WORK REQUEST:
Begin at the line containing "Localize dark trousers." and reproduce every line through the end of the entries below. Nothing else should appear.

=== Section Start ===

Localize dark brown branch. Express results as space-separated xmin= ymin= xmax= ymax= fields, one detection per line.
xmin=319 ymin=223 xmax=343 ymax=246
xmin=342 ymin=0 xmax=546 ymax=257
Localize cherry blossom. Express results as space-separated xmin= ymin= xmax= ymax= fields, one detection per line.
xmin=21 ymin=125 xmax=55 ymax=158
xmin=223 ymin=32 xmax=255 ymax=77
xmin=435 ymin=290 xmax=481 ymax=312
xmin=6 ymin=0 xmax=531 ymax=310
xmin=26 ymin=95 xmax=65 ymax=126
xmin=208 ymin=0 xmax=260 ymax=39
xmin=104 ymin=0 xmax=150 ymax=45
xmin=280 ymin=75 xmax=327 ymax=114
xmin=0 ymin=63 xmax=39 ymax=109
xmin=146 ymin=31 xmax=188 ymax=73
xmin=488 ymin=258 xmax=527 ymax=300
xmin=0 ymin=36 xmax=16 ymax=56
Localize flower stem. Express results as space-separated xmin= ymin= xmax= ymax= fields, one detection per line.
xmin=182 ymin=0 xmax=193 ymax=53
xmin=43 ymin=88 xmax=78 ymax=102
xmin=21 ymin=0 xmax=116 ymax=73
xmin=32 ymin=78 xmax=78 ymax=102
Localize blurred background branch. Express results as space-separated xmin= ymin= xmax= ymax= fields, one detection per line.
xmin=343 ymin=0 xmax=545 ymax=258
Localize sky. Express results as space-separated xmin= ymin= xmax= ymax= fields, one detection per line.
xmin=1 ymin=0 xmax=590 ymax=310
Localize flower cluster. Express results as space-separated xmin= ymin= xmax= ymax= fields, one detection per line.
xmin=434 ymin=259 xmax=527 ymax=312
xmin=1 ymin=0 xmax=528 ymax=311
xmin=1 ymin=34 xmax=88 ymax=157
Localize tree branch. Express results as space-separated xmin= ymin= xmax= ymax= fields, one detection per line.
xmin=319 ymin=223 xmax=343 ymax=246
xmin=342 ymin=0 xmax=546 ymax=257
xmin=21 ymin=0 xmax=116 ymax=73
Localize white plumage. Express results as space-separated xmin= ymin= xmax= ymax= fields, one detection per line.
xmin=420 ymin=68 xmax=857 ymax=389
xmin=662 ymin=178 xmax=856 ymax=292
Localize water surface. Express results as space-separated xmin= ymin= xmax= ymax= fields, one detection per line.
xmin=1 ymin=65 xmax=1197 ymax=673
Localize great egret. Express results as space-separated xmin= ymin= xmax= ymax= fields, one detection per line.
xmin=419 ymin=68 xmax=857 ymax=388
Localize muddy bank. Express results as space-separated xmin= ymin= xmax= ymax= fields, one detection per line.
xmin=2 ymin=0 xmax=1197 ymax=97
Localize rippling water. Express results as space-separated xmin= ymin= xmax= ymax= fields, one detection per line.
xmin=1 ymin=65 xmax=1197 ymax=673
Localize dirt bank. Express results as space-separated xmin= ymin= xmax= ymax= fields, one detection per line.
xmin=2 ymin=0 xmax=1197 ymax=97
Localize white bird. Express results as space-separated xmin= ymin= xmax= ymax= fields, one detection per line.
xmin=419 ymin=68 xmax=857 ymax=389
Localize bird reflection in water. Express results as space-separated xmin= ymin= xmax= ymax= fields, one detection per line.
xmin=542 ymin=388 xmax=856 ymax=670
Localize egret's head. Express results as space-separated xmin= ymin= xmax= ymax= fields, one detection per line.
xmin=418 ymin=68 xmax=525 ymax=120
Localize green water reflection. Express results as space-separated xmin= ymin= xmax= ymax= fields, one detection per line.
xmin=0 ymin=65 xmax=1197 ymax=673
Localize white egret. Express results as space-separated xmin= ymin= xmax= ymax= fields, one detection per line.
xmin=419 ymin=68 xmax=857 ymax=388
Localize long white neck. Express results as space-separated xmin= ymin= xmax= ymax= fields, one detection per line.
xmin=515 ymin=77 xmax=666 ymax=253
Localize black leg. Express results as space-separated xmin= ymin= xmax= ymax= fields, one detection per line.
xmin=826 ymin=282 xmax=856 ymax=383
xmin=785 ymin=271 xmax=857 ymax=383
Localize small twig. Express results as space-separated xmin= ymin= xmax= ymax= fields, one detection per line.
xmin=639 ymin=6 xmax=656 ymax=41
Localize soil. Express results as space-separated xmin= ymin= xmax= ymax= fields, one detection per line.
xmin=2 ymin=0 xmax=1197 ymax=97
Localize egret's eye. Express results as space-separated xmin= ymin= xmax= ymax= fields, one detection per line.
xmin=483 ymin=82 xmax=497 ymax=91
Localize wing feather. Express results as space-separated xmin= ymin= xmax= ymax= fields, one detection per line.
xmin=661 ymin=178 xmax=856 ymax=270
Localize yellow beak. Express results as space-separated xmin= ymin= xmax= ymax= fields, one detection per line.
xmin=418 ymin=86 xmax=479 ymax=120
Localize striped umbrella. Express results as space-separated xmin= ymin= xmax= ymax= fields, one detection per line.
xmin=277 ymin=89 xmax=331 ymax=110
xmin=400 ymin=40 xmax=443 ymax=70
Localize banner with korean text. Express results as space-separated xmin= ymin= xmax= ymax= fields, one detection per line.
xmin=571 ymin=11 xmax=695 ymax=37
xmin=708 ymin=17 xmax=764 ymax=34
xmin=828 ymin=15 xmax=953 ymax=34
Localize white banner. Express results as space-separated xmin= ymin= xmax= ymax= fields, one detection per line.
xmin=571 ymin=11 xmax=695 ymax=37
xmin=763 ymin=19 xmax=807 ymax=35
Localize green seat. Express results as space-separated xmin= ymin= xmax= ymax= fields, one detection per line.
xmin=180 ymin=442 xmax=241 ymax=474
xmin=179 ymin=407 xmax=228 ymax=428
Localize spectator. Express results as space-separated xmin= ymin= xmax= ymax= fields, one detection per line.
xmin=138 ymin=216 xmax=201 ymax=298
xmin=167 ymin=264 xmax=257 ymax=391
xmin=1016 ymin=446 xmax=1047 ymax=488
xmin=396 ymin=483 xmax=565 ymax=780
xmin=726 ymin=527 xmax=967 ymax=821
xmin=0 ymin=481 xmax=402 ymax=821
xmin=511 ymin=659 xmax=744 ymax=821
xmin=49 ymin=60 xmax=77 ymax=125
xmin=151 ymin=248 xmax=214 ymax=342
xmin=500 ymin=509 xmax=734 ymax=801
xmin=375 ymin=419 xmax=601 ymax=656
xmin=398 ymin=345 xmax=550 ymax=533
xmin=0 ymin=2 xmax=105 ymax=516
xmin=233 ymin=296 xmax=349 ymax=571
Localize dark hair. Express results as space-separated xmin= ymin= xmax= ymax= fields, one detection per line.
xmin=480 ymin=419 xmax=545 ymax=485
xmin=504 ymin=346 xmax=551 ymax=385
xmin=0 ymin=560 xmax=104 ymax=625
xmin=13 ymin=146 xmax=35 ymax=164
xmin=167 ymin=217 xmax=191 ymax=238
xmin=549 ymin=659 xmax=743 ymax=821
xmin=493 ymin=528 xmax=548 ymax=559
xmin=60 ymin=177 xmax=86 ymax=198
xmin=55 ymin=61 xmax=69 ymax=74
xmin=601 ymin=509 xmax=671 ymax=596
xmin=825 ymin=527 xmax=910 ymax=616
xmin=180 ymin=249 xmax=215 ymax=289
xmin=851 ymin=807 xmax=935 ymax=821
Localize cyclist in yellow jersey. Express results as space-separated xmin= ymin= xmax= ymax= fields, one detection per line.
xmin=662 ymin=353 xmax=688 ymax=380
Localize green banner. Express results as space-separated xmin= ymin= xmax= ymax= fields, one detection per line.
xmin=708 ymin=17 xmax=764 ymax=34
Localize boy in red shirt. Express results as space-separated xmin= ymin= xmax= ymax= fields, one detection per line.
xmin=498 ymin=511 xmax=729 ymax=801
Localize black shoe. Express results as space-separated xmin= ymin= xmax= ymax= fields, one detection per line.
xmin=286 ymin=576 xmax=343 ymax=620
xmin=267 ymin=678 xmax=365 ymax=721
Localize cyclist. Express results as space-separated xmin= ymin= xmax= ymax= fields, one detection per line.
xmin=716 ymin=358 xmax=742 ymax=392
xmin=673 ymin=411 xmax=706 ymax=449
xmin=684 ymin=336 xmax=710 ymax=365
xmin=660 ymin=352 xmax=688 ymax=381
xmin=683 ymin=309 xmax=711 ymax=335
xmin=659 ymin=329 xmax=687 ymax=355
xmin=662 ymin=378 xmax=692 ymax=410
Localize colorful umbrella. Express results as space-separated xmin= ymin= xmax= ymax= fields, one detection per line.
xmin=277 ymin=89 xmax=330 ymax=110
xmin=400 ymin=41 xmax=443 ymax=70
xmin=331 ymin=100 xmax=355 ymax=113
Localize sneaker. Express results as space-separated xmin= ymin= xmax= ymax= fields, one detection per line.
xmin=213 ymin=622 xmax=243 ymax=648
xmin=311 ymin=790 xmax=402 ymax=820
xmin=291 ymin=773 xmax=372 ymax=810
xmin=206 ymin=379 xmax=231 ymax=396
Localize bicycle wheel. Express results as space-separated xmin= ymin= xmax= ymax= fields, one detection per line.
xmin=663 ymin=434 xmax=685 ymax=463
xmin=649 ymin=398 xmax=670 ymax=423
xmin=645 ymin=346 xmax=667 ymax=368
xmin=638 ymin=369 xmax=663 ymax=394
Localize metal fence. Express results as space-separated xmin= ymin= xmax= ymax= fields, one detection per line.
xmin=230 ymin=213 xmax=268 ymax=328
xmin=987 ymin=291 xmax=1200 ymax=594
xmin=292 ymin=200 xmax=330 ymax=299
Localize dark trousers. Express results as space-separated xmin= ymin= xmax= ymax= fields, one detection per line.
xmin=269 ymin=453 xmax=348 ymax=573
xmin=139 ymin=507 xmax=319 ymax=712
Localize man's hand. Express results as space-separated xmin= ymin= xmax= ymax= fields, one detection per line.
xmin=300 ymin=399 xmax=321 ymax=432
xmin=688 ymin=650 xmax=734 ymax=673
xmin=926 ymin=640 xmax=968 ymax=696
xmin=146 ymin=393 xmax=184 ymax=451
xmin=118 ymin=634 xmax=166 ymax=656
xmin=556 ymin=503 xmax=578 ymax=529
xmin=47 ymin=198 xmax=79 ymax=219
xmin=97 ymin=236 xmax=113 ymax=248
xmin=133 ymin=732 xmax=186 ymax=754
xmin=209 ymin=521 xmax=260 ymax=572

=== Section End ===

SOLUTION FOR THIS PROBLEM:
Localize dark trousers. Express results as space-separated xmin= ymin= xmax= ymax= fields, one detection per line.
xmin=269 ymin=453 xmax=348 ymax=573
xmin=139 ymin=507 xmax=319 ymax=712
Localize man's hand. Express results as space-separated xmin= ymin= xmax= ymax= fields, one detection per line.
xmin=300 ymin=399 xmax=321 ymax=432
xmin=688 ymin=650 xmax=734 ymax=673
xmin=926 ymin=640 xmax=968 ymax=696
xmin=146 ymin=393 xmax=184 ymax=451
xmin=118 ymin=634 xmax=166 ymax=656
xmin=556 ymin=503 xmax=578 ymax=529
xmin=47 ymin=198 xmax=79 ymax=219
xmin=97 ymin=236 xmax=113 ymax=248
xmin=133 ymin=732 xmax=186 ymax=754
xmin=209 ymin=521 xmax=260 ymax=572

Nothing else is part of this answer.